BEGIN DATA LISTING

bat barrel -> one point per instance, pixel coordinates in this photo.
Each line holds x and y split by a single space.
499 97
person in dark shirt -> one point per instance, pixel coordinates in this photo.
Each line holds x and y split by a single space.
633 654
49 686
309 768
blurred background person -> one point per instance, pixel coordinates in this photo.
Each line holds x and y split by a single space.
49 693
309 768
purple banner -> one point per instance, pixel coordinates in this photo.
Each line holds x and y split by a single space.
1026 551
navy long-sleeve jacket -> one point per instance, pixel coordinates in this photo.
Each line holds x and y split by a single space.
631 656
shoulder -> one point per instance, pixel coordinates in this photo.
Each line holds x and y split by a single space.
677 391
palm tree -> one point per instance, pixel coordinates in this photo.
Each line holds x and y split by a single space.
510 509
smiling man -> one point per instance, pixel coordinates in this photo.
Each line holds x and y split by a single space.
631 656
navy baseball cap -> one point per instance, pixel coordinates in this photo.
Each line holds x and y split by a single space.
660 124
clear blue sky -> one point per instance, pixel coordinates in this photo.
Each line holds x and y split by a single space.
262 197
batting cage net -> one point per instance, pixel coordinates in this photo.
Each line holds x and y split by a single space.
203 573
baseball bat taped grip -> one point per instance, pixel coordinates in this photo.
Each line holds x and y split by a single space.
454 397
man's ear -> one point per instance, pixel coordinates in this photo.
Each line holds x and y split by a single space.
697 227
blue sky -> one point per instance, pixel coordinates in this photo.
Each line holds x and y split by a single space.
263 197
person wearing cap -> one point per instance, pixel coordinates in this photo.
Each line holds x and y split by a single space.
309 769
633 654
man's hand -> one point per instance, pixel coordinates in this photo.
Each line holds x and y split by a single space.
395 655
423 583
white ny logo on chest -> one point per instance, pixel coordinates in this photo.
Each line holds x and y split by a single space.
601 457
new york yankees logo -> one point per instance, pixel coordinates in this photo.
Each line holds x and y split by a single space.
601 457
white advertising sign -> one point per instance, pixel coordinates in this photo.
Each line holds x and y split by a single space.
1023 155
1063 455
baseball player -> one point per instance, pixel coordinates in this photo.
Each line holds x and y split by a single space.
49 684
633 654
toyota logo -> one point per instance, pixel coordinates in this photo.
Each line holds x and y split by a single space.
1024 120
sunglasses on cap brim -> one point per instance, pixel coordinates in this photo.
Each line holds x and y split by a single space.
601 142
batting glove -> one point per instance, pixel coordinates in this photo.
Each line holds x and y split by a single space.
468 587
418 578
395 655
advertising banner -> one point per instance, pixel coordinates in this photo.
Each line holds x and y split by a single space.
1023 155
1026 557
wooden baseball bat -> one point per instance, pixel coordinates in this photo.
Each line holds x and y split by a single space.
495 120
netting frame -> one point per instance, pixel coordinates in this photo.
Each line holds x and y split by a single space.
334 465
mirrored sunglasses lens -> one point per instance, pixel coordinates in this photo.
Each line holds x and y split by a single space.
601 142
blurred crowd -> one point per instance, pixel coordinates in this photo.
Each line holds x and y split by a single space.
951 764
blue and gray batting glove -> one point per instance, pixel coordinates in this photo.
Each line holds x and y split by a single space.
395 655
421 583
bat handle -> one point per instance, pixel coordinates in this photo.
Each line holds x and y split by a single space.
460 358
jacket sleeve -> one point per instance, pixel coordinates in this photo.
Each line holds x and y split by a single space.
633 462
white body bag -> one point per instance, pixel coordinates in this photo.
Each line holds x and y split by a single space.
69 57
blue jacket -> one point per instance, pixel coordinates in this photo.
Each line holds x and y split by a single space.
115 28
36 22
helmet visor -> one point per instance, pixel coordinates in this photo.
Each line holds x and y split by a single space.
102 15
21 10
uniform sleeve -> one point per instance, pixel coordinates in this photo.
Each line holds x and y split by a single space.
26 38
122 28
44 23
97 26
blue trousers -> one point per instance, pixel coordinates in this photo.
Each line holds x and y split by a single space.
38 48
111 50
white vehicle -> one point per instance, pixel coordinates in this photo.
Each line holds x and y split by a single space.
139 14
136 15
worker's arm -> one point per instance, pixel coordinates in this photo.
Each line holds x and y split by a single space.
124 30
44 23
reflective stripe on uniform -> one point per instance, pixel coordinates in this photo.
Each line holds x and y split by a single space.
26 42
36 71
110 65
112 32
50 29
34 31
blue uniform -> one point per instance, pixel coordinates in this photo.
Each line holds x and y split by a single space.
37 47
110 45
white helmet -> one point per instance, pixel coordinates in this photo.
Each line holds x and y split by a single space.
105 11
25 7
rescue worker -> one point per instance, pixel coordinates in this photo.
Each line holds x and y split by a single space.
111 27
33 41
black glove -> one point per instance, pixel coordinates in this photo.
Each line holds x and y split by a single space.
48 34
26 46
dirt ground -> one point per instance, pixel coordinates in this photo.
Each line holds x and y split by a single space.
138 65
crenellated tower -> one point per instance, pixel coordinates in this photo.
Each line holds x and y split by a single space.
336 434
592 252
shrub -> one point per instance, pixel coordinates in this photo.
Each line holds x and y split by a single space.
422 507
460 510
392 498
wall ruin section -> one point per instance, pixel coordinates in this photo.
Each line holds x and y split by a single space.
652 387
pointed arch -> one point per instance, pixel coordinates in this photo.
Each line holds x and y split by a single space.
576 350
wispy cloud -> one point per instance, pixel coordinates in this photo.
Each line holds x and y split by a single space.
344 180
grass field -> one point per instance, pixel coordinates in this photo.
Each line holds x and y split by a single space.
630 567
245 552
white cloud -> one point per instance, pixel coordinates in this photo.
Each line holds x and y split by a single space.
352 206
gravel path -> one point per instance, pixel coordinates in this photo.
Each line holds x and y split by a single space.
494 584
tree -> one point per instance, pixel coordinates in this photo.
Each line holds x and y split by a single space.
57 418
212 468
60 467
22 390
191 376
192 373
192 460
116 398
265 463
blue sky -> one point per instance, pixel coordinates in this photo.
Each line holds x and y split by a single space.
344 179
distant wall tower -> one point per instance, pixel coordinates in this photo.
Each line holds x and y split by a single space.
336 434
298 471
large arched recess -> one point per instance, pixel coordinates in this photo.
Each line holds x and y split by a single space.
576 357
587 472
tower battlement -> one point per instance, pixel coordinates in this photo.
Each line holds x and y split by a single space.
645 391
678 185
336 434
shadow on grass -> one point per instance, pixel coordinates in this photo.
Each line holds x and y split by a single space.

END DATA LISTING

_WHAT THIS TASK INVOLVES:_
Go through the material above line by line and copy it exactly.

_RIGHT ANSWER:_
bat barrel -> one point per instance, pixel coordinates in this photo.
Each line holds x and y split by a single space.
499 97
person in dark shirt -> one point per instance, pixel coordinates in this photo.
Each line holds x and y split by a single space.
633 654
49 686
309 768
blurred background person -> one point per instance, pixel coordinates in this photo.
Each line holds x and y split by a single space.
49 693
309 768
purple banner -> one point per instance, pixel coordinates in this photo.
Each line holds x and y split by a single space.
1026 551
navy long-sleeve jacket -> one point per instance, pixel coordinates in this photo.
Each line holds x and y split by a single space.
631 656
shoulder -> one point per instance, pixel coordinates in this photo.
Each line holds x and y split by a single space.
677 391
palm tree -> one point per instance, pixel coordinates in this photo.
Each line holds x and y split by a single space.
510 509
smiling man -> one point per instance, pixel coordinates in this photo.
Each line holds x and y split by a single space.
631 656
navy baseball cap -> one point per instance, pixel coordinates in this photo.
Each line holds x and y split by a single space.
660 124
clear blue sky -> one point per instance, pixel coordinates in this photo.
Each line holds x and y split by a single space.
262 197
batting cage net -> one point per instance, pixel coordinates in this photo.
Each line holds x and y split by a single space.
203 573
baseball bat taped grip -> one point per instance, pixel coordinates in this photo.
Each line holds x and y split by a single space.
454 397
man's ear -> one point per instance, pixel coordinates in this photo.
Each line holds x and y split by a single space.
697 227
blue sky -> one point per instance, pixel coordinates in this photo.
Each line holds x and y split by a single space.
263 197
person wearing cap -> one point per instance, pixel coordinates in this photo.
Each line holds x and y split by a single space.
309 769
633 654
man's hand -> one point per instance, pixel coordinates in this photo.
Each line holds x and y split by a single space.
395 655
423 583
white ny logo on chest -> one point per instance, pixel coordinates in this photo.
Each line holds x and y split by a single space.
601 457
new york yankees logo -> one point per instance, pixel coordinates in this photo.
Each line holds x and y split by a single space.
601 457
white advertising sign -> one point per instance, pixel coordinates in this photo.
Each line holds x and y split by a single space.
1023 155
1063 455
baseball player -> one point per instance, pixel coordinates in this photo.
Each line holds x and y split by a single space.
49 684
633 654
toyota logo -> one point per instance, pixel coordinates in this photo.
Each line holds x and y split by a single space.
1024 120
sunglasses on cap brim -> one point per instance, pixel coordinates in this photo.
Each line holds x and y split by a single space.
601 142
batting glove -> one point per instance, pixel coordinates in this photo.
Each line holds x and y split by a single space.
468 587
418 578
395 655
advertising banner -> one point per instance, pixel coordinates in this photo.
Each line holds x and y split by a single space.
1023 155
1026 557
wooden baseball bat -> one point per instance, pixel coordinates in this photo.
Each line holds x and y split by a single space.
495 120
netting frame -> one point per instance, pixel coordinates in this photo.
Each line holds x and y split by a single space.
334 465
mirrored sunglasses lens -> one point per instance, pixel coordinates in this photo.
Each line holds x and y split by a single space.
601 142
blurred crowd -> one point per instance, pixel coordinates in this photo.
Each line holds x and y split by a single space.
951 764
blue and gray batting glove -> one point per instance, pixel coordinates in this photo.
Each line holds x and y split by a single space.
395 655
421 583
bat handle -> one point per instance, pixel coordinates in this photo.
Each line holds x and y split by a single space.
460 358
jacket sleeve -> one point per instance, pixel coordinates in this photo.
Each line holds x and y split by a single space.
633 462
white body bag -> one point per instance, pixel coordinates in this photo.
Each line holds x and y split by a single space.
69 57
blue jacket -> one point per instance, pixel coordinates in this photo.
Each line holds x and y split by a single space.
115 28
36 22
helmet visor -> one point per instance, pixel coordinates in this photo.
Each line holds x and y split by a single space.
102 15
21 10
uniform sleeve -> one point per instance, pixel coordinates in this photo.
Each line holds x and y split by a single space.
26 38
122 28
44 23
97 26
blue trousers -> one point per instance, pixel coordinates in this photo.
Each line holds x and y split by a single space.
38 48
111 50
white vehicle -> one point per instance, pixel coordinates in this photo.
Each line holds x and y split by a single space.
139 14
136 15
worker's arm -> one point per instance, pixel coordinates in this photo.
Each line holds x and y split by a single space.
124 30
44 23
reflective stripe on uniform -> one point per instance, pixel coordinates in this photo.
Each line holds x and y split by a single space.
26 42
36 71
110 65
112 32
50 29
34 31
blue uniform -> one point per instance, pixel coordinates in this photo.
Each line holds x and y split by a single space.
37 47
110 45
white helmet -> one point per instance, pixel coordinates in this photo.
Each line holds x and y split by a single space.
105 11
25 7
rescue worker -> one point per instance, pixel coordinates in this photo.
Each line holds x and y split by a single space.
111 27
33 41
black glove -> one point per instance, pixel coordinates in this photo.
Each line holds x and y split by a single space.
48 34
26 46
dirt ground -> one point per instance, pixel coordinates in this photo.
Each line holds x and y split by a single space.
138 65
crenellated tower -> one point per instance, pixel coordinates in this photo.
Each line holds x and y split by a single space.
336 434
592 252
shrub -> one point per instance, pixel coordinates in this photo.
Each line holds x and y split by a single space.
422 507
460 510
392 498
wall ruin section -> one point per instance, pixel coordinates in this photo.
Each line holds x and y split by a single space.
652 387
pointed arch -> one point per instance, pixel coordinates in this photo.
Each line holds x and y split by a single space.
576 350
wispy cloud -> one point per instance, pixel coordinates in this photo.
Each line holds x and y split by a single space.
344 180
grass field -> one point per instance, pixel coordinates in this photo.
Each line holds x and y split by a single space.
630 567
245 552
white cloud -> one point per instance, pixel coordinates in this photo.
Each line holds x and y split by a single space.
352 206
gravel path -> one point per instance, pixel coordinates in this photo.
Each line holds x and y split by a single space.
494 584
tree -> one point per instance, pixel coordinates in this photo.
Each line holds x and y split by a single space.
57 418
212 468
60 467
22 390
191 376
192 373
192 460
116 398
265 463
blue sky -> one point per instance, pixel coordinates in this photo.
Each line holds x and y split by a single space.
344 179
distant wall tower -> one point per instance, pixel coordinates in this photo.
Each line holds x and y split by a single space.
336 434
298 471
large arched recess -> one point per instance, pixel coordinates in this photo.
Each line holds x and y split by a single space.
576 357
587 472
tower battlement -> one point per instance, pixel coordinates in this photo.
Each line holds x and y split by a single space.
645 391
678 185
336 434
shadow on grass -> one point per instance, pixel coordinates in this photo.
Each line holds x and y split by a single space.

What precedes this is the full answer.